DESCRIPTION OF THE TASK
Begin at the line that contains "Objective — for every instance of the orange" and repeat every line from there to the end of the records below, inclusive, without adding any other line.

DATA ENTRIES
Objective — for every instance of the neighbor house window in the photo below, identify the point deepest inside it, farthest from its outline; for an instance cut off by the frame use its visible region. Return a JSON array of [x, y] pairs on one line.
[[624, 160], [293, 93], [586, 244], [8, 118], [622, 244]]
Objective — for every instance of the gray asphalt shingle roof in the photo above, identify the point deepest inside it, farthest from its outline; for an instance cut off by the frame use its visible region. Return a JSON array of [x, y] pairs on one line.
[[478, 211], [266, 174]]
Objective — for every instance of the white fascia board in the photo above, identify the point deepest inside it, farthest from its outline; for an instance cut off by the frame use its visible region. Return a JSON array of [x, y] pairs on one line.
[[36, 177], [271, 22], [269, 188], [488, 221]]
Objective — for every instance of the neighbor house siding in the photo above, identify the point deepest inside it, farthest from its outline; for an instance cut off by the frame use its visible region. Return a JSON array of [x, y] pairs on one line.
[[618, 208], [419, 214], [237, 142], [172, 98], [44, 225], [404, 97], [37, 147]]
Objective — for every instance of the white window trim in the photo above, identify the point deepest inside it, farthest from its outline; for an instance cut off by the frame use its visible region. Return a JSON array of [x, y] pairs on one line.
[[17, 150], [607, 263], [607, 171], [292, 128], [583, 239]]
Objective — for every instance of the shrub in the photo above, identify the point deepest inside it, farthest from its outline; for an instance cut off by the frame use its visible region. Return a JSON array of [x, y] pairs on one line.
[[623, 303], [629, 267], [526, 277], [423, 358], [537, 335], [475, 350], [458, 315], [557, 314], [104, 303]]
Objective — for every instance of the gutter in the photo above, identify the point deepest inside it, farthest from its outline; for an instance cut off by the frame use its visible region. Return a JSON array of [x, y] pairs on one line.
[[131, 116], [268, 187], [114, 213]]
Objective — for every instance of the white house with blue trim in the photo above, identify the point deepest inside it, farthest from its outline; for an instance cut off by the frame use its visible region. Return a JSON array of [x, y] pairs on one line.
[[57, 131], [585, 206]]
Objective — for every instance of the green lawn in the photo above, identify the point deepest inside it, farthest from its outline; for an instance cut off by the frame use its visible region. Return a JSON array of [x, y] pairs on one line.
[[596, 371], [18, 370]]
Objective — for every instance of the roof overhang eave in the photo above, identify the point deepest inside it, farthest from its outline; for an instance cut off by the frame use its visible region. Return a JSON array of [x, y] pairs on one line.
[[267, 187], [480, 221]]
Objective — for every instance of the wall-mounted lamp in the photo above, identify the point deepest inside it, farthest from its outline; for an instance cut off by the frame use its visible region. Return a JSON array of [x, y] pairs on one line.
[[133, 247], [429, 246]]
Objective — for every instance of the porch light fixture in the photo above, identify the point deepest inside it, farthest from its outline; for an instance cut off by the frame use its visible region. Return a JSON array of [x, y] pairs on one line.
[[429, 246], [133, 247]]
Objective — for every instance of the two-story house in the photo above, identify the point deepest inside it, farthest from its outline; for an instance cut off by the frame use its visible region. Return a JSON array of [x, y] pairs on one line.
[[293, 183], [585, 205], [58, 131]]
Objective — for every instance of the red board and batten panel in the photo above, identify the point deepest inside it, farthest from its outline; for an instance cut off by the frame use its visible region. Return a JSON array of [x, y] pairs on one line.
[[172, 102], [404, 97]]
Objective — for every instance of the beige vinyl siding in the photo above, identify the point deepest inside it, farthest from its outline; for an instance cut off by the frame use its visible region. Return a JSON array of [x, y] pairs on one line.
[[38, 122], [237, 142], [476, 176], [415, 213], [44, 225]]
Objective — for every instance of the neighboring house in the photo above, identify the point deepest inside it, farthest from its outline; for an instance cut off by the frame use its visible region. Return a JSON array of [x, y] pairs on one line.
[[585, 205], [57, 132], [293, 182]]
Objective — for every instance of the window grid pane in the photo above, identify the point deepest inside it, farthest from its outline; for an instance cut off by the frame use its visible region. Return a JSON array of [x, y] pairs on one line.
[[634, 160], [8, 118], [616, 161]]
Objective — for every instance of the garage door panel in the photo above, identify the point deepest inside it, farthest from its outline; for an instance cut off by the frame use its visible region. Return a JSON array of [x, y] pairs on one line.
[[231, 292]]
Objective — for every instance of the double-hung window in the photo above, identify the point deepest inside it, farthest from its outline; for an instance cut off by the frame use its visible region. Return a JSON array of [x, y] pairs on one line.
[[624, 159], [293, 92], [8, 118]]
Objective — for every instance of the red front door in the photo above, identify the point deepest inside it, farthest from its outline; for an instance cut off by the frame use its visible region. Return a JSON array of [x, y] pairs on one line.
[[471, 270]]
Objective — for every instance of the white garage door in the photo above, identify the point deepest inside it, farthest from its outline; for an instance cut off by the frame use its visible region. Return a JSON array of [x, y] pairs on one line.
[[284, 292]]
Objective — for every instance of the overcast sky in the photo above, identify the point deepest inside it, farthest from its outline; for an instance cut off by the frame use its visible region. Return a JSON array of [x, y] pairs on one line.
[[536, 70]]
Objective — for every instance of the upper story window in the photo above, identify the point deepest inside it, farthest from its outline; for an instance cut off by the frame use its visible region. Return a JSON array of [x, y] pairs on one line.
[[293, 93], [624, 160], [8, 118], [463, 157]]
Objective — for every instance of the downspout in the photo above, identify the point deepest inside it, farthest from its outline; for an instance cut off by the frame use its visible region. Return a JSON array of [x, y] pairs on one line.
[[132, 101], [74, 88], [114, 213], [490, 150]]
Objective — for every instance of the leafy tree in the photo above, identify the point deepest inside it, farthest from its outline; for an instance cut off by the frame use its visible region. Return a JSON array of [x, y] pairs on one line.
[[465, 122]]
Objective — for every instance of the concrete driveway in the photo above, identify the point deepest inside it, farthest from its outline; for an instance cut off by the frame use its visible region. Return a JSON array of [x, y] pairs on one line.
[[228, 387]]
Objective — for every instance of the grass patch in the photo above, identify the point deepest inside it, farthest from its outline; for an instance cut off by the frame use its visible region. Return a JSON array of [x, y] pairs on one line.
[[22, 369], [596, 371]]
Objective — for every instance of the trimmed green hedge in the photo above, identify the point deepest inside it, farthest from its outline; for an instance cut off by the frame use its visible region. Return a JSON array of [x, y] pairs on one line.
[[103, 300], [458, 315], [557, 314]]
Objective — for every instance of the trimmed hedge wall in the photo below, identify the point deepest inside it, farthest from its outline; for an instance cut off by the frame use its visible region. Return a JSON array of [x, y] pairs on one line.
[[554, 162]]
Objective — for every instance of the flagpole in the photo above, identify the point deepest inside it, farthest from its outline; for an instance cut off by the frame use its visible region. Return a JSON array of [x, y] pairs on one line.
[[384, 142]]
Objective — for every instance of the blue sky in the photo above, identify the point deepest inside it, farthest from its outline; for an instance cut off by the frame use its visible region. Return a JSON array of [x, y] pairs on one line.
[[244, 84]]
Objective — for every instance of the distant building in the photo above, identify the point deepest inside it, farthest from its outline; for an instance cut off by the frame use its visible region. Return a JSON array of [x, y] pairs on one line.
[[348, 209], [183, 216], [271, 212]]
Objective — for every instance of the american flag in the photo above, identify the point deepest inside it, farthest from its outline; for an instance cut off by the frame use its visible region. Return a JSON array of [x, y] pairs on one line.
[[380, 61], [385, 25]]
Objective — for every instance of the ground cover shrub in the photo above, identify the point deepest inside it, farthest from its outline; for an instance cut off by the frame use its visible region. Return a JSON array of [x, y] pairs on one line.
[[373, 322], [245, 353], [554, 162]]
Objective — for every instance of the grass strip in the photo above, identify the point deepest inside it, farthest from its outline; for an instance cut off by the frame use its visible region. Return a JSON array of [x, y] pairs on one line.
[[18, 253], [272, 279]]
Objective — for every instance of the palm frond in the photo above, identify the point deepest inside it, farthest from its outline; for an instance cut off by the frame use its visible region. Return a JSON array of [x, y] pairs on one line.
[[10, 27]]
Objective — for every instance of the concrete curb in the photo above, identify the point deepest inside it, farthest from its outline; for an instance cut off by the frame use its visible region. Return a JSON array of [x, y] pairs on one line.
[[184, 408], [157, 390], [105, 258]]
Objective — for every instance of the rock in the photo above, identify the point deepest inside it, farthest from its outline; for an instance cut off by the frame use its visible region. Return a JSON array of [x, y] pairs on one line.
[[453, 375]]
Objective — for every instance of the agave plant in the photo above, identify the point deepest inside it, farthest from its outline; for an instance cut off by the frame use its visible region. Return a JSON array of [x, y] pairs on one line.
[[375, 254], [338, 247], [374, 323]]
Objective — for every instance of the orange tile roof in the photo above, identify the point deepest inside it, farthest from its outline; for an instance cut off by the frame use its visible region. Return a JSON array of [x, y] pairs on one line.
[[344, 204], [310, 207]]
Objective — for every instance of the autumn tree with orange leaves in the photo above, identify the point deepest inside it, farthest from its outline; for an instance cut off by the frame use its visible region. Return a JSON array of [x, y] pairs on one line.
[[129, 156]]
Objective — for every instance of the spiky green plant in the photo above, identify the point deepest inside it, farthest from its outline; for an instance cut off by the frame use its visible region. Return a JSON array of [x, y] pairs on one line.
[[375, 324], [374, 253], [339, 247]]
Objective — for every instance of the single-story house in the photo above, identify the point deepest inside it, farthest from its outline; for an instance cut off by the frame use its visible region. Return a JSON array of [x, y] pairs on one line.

EXERCISE OUTPUT
Objective — for every instance of the orange tile roof in the photo above, identify the point deepest inside it, farthest from its outline; for an instance cut off by the frame use its visible region. Return a JSON array of [x, y] pairs on one line.
[[344, 204], [310, 207]]
Objective — for every instance of the autumn tree with orange leaves in the photo above, identify the point deepest inside it, farthest from its outline; for an instance cut off by the frame use its visible region. Return a JSON array of [x, y] pairs on one line.
[[129, 156]]
Objective — for every instance of the spiky green plant in the photo above, identify the point deepest inside it, farthest from its outline; for an instance cut off by the frame use its visible region. Return a JSON array of [x, y] pairs on one line.
[[375, 324], [374, 253], [339, 247]]
Objective — for every instance of the single-story house in the photo above, identify the point deepest inside it, farthest from its outline; for an instance cut off by the frame use its visible region. Return a JSON array of [x, y] pairs on one line.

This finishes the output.